## What to do
Rewrite the part of the listing that opens with the line containing "Task: each instance of the red flag" and closes with the line containing "[[822, 630], [134, 706], [1157, 597]]", swapping "shrub" for "bush" and leaving everything else unchanged.

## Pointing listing
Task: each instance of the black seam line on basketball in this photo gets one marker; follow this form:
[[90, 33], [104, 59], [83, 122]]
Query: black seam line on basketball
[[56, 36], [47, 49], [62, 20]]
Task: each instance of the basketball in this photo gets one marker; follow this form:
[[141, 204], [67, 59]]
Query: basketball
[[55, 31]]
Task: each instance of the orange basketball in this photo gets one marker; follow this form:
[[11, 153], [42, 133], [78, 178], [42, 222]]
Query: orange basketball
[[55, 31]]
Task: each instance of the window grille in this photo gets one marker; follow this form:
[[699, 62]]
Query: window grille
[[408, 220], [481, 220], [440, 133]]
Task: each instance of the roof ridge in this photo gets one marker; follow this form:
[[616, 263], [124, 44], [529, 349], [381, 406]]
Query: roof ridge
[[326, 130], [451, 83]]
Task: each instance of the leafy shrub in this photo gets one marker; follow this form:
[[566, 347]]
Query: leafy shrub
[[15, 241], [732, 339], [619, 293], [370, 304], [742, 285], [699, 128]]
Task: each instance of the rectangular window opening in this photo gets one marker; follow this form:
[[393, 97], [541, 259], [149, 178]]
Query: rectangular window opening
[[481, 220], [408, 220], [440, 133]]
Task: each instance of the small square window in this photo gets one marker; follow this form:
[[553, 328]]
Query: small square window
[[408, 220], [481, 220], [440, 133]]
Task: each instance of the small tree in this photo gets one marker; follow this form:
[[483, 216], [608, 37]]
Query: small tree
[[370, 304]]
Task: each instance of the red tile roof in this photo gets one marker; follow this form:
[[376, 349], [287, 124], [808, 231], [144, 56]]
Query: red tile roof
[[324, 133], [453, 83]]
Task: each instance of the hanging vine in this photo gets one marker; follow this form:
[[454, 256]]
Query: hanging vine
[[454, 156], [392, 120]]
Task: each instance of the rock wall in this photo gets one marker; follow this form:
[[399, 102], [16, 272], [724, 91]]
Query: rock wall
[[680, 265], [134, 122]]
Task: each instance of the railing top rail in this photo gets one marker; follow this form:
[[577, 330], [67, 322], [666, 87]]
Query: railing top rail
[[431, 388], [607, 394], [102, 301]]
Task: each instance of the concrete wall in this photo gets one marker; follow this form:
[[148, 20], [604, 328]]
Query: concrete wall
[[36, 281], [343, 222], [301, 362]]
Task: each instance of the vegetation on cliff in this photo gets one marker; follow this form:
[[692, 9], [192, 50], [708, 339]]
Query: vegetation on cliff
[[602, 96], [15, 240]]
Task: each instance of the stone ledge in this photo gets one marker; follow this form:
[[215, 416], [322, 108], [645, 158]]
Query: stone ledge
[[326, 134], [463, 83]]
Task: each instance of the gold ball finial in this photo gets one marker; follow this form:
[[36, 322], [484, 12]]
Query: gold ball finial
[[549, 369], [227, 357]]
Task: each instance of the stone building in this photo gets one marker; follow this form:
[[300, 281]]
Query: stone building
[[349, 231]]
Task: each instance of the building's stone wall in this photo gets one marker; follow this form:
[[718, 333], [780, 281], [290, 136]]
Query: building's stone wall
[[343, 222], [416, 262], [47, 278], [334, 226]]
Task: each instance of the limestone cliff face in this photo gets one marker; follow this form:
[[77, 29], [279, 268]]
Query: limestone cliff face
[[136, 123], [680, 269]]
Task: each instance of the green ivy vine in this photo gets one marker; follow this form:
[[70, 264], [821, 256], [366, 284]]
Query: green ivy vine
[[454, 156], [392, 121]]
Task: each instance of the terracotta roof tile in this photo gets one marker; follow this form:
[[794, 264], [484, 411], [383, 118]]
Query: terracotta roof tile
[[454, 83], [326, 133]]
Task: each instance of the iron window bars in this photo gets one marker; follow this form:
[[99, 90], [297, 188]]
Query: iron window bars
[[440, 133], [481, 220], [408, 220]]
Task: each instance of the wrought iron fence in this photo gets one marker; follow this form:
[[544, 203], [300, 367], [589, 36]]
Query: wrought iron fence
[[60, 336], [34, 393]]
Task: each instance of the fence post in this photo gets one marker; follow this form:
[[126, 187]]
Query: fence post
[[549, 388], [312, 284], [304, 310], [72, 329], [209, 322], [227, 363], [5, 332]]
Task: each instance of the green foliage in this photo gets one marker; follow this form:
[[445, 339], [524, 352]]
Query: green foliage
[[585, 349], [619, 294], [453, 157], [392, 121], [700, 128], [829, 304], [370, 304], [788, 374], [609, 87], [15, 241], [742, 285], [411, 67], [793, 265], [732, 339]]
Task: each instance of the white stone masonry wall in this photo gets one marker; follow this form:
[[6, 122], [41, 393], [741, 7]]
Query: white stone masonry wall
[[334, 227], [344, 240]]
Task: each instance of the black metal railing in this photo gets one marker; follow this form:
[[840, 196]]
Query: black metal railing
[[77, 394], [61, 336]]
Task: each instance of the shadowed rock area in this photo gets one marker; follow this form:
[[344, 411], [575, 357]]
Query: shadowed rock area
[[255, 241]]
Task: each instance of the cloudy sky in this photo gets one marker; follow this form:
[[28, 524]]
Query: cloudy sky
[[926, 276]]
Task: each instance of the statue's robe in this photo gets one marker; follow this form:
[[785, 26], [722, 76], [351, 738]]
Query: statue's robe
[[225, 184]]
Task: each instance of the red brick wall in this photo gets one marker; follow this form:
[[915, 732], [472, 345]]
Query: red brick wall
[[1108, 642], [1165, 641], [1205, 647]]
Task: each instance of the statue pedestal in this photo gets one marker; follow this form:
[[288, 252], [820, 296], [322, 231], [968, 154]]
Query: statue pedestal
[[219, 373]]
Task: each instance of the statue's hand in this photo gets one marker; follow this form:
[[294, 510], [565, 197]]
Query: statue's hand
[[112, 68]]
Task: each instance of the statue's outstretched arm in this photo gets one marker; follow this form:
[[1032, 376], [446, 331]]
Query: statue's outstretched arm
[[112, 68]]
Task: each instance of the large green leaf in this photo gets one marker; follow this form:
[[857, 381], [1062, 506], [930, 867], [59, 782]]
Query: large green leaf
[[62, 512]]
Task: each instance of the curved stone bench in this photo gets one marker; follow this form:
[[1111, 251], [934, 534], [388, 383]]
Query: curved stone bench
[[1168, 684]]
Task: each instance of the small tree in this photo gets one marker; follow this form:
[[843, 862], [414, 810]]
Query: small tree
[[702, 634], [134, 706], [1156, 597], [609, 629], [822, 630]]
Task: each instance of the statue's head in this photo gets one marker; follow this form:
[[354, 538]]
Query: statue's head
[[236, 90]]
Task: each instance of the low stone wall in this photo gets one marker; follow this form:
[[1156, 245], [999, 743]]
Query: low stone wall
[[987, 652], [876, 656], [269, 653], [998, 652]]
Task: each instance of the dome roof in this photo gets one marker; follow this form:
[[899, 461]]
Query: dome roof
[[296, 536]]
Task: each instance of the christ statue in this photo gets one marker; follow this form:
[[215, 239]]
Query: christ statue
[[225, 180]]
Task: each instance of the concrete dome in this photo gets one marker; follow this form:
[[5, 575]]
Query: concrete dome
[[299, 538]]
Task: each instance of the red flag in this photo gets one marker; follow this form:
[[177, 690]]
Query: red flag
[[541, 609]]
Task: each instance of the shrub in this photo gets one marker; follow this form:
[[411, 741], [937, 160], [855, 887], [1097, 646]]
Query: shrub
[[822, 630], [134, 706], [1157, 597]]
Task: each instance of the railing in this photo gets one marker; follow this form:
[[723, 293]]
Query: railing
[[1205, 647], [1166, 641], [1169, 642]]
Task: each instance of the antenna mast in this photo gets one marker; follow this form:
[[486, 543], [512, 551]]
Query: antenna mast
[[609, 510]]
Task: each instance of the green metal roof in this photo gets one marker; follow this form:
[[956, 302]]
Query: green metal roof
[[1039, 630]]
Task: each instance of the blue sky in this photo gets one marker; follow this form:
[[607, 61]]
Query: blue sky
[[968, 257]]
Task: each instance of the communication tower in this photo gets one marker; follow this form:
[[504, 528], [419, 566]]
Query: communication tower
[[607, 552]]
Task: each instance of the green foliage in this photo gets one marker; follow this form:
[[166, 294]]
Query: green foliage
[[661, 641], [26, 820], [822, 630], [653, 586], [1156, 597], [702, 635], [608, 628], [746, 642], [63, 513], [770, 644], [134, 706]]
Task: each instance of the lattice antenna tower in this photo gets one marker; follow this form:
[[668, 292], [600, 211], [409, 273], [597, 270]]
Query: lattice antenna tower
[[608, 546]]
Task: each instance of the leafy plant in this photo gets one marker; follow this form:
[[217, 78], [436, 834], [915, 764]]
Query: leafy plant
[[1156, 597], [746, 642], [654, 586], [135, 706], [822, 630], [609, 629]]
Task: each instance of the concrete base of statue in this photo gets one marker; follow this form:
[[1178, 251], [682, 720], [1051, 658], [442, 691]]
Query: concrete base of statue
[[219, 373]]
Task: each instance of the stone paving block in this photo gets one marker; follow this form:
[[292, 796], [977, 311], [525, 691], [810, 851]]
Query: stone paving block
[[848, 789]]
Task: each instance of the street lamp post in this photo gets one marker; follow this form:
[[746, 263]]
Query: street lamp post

## Result for this task
Task: each instance of the red flag in this photo gets one marker; follow this form:
[[177, 690]]
Query: red flag
[[541, 609]]
Task: each instance of the bush in this photo gets one marker; follow this form:
[[411, 741], [937, 160], [855, 887], [1097, 646]]
Query: bush
[[822, 630], [134, 706], [1157, 597]]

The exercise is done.